Set task:
Reproduce every one of the entries below verbatim, keeping each line unchanged.

[Named object pointing entries]
[Begin]

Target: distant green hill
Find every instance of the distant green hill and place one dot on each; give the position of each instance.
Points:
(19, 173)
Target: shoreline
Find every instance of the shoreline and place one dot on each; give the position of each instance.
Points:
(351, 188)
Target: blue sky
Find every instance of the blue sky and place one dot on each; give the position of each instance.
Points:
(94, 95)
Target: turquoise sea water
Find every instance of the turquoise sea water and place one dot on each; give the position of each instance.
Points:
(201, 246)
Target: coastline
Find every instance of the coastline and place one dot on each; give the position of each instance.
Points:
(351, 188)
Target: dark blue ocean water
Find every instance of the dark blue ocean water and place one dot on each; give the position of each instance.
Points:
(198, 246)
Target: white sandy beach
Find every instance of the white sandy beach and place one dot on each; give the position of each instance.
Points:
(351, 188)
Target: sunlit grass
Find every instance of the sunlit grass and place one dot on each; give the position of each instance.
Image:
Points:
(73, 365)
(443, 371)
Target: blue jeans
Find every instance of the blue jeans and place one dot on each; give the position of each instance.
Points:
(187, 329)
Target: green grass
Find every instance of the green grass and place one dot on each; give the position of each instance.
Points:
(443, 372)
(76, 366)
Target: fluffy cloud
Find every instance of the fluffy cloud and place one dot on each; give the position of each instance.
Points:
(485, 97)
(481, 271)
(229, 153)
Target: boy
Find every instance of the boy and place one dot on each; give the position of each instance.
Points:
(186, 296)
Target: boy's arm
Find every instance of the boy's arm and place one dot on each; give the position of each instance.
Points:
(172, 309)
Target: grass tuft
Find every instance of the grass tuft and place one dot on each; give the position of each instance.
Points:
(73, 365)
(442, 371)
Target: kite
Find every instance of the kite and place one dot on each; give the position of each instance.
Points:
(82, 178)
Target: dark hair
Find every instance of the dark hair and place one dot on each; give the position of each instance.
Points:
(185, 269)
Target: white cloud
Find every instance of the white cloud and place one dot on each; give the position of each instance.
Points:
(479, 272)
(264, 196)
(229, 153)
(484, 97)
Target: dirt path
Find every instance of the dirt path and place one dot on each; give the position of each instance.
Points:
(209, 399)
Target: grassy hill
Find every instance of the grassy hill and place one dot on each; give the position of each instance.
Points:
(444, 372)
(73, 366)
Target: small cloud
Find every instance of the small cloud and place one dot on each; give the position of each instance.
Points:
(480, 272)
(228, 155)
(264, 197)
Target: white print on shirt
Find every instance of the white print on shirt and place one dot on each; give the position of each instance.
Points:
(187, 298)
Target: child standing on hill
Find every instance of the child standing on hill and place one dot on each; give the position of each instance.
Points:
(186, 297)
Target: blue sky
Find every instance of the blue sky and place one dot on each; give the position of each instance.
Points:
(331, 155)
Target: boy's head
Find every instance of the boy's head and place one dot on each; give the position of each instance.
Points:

[End]

Complete output:
Target: distant green hill
Find every instance of the distant green hill and place one dot on each; give the position of each instance.
Points:
(19, 173)
Target: shoreline
Find every instance of the shoreline and place one dot on each; give the position of each instance.
Points:
(351, 188)
Target: blue sky
Find every instance of the blue sky and place one dot on each; give the position of each instance.
Points:
(94, 95)
Target: turquoise sea water
Find every instance of the turquoise sea water and place one dot on each; give the position of each instance.
Points:
(201, 246)
Target: coastline
Find every instance of the coastline and place one dot on each; give the position of each instance.
Points:
(351, 188)
Target: dark blue ocean water
Find every instance of the dark blue ocean water and place one dot on each; give the position of each instance.
Points:
(198, 246)
Target: white sandy beach
Find every instance of the white sandy beach and place one dot on each; give the position of each instance.
Points:
(351, 188)
Target: sunlit grass
Find every instance of the sunlit grass and place one dot on each; give the position of each instance.
Image:
Points:
(73, 365)
(443, 371)
Target: blue jeans
Find every instance of the blue jeans and place one dot on each; give the position of each instance.
Points:
(187, 329)
Target: green grass
Find every instance of the green grass and place one dot on each; give the position of each instance.
Points:
(443, 372)
(76, 366)
Target: fluffy cloud
Find every instance of the fluffy cloud and place one dot on each; give the position of each instance.
Points:
(485, 97)
(481, 271)
(229, 153)
Target: boy
Find every instance of the boy and place one dot on each; give the position of each instance.
Points:
(186, 296)
Target: boy's arm
Find every instance of the boy's arm and place one dot on each; give the position of each instance.
Points:
(172, 309)
Target: grass tuft
Find every instance of the grass tuft and place one dot on each; give the position of each instance.
Points:
(73, 365)
(442, 371)
Target: kite
Find every instance of the kite and place one dot on each; give the position of each instance.
Points:
(82, 178)
Target: dark hair
Find every instance of the dark hair and place one dot on each; give the position of each instance.
Points:
(185, 269)
Target: white cloud
Find every instance of the white cloud and place one dot on each; give the position of each instance.
Points:
(479, 272)
(264, 196)
(229, 153)
(484, 97)
Target: dirt path
Find every instance of the dirt path and place one dot on each; give the position of each instance.
Points:
(209, 399)
Target: grassy hill
Find every instance of the grassy hill and place one dot on each; give the position of each instance.
Points:
(444, 372)
(73, 366)
Target: small cloud
Find every instance of the small cloud and place one dot on each; give the position of each instance.
Points:
(480, 272)
(228, 155)
(264, 197)
Target: white print on shirt
Find every instance of the white print on shirt and place one dot on each; give the position of each instance.
Points:
(187, 298)
Target: child standing on hill
Find every instance of the child standing on hill and place one dot on each; give the position of each instance.
Points:
(186, 297)
Target: blue sky
Find every instance of the blue sky and place one dot on each; give the position of each instance.
Points:
(331, 155)
Target: boy's head
Find every instance of the boy's head and place one dot on each; give the position of each instance.
Points:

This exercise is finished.